Activity: In the records below, locate the line containing "Query: overcast sky", then output that line and all later lines exactly, through the last one.

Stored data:
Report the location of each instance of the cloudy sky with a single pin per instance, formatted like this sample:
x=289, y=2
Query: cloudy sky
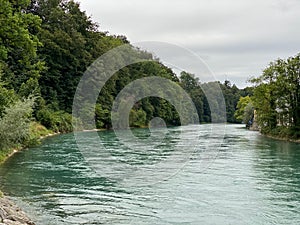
x=236, y=38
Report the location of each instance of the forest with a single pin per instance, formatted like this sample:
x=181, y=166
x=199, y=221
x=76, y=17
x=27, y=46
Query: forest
x=47, y=45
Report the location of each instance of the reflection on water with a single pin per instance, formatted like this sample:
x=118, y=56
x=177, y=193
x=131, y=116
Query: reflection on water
x=253, y=180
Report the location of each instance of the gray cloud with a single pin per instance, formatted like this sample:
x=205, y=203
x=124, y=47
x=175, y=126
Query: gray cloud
x=237, y=38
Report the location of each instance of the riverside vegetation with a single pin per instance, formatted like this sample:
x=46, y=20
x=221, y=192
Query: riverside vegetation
x=46, y=45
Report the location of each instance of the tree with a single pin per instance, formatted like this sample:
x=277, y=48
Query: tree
x=14, y=125
x=245, y=110
x=277, y=97
x=19, y=43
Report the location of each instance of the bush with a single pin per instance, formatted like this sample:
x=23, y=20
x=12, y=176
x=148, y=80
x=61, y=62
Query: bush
x=14, y=125
x=57, y=121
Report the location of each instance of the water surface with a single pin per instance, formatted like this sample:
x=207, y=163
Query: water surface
x=252, y=180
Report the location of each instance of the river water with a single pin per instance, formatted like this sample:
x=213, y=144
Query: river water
x=244, y=179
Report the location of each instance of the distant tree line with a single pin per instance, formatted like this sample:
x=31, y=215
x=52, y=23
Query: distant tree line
x=46, y=46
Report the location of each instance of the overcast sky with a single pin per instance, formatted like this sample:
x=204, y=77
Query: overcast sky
x=236, y=38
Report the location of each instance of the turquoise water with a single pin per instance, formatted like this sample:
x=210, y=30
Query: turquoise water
x=244, y=179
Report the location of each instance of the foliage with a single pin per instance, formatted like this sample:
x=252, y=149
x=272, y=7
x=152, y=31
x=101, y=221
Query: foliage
x=14, y=125
x=245, y=110
x=277, y=97
x=57, y=121
x=19, y=43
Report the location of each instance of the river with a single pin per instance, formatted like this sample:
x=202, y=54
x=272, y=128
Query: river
x=246, y=179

Solution for this task:
Query: overcast sky
x=236, y=38
Report the location of each instance of the turquoise water with a single pin per instance, formatted like this sample:
x=210, y=30
Query: turquoise water
x=244, y=179
Report the location of each instance of the foliage with a single pin per instance, formatted like this sample:
x=252, y=149
x=272, y=7
x=152, y=31
x=101, y=221
Query: foliage
x=14, y=125
x=245, y=110
x=277, y=97
x=57, y=121
x=19, y=43
Report the location of each instance of the river with a single pin per instance, formatted like this sample:
x=202, y=54
x=272, y=128
Query: river
x=246, y=179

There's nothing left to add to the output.